What to work on »
Extend the article on genome-sequencing benchmarks, picking up after its last sentence.

Reading text »

Nav: Home

Study highlights need for better characterized genomes for clinical sequencing

March 01, 2016

A new study that assesses the accuracy of modern human-genome-sequencing technologies found that some medically significant portions of an individual's DNA blueprint are situated in complex, hard-to-analyze regions that are currently prone to systematic errors.

These genes and gene segments lie in yet-to-be-benchmarked regions that presently make up almost a fourth of the human genome's 3.2 billion pairs of chemical building blocks.

Stanford University and National Institute of Standards and Technology (NIST) researchers write that their findings should be a "call to arms for those interested in clinical grade technical accuracy for genome sequencing." As genome sequencing transitions from research to clinic, they say, it is essential to have methods to benchmark performance in all regions that are sequenced for diagnostic or other medical purposes.

Challenges in benchmarking difficult, but clinically important regions of the genome are reported in today's issue of Genome Medicine. The results underscore the need to extend benchmarking references against which sequencing data and analyses can be compared and validated.

In effect, these types of standards are quality-control and quality-assurance tools. They are necessary for checking the accuracy of sequencing data and analyses--and preventing false positives and false negatives. However, genome-sequencing technologies aimed at the large health care market are advancing so quickly that efforts to develop the field's underpinning benchmarking tools must race to keep up.

Central to the Stanford-NIST study, one such tool is the genomic reference material created by NIST and its partners in the Genome in a Bottle consortium. The NIST reference material--NIST RM 8398, Human DNA for Whole-Genome Variant Assessment--currently has about 77 percent of the genome characterized with high levels of confidence.

Information shown »

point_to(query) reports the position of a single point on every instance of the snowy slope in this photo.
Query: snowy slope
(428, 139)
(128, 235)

Answer box »
"The harder-to-characterize regions that we can't yet sequence with confidence include regions known to be clinically important," explains NIST biomedical engineer Justin Zook. "This means that our benchmark genome cannot currently be used to assess performance for more challenging genes and other difficult regions of the genome that already are being tested or for which new sequencing methods are being developed."

"The good news is that, in this case, 77 percent of the donor's genome was reliably sequenced using current methods," says lead author Rachel Goldfeder from Stanford University. "The challenge now is to focus our efforts on the other 23 percent--namely, on regions of the genome that remain elusive. Only then can we realize the full potential of precision medicine."

In their study, Stanford and NIST researchers used data from whole genome sequencing and whole exome sequencing methods. Exome sequencing focuses only on the protein-encoding portions of genes, comprising less than 2 percent of the entire genome.

Both types of these so-called next-generation sequencers follow a similar process. Paired strands of DNA are uncoupled and randomly chopped into short segments. Numerous copies of the segments are made and then are sequenced by recreating the missing paired strand for each copy. The matches are analyzed to determine their sequence of letters from the from the four-letter genetic alphabet: A (adenine), C (cytosine), G (guanine) and T (thymine).

Then, bioinformaticians apply complex mathematical algorithms to determine where the decoded pieces originated. The pieces can then be compared to a defined "reference sequence" to identify variations in stretches of letters and where letters have been deleted or inserted in specific genes. When differences are found, a "variant call" is logged.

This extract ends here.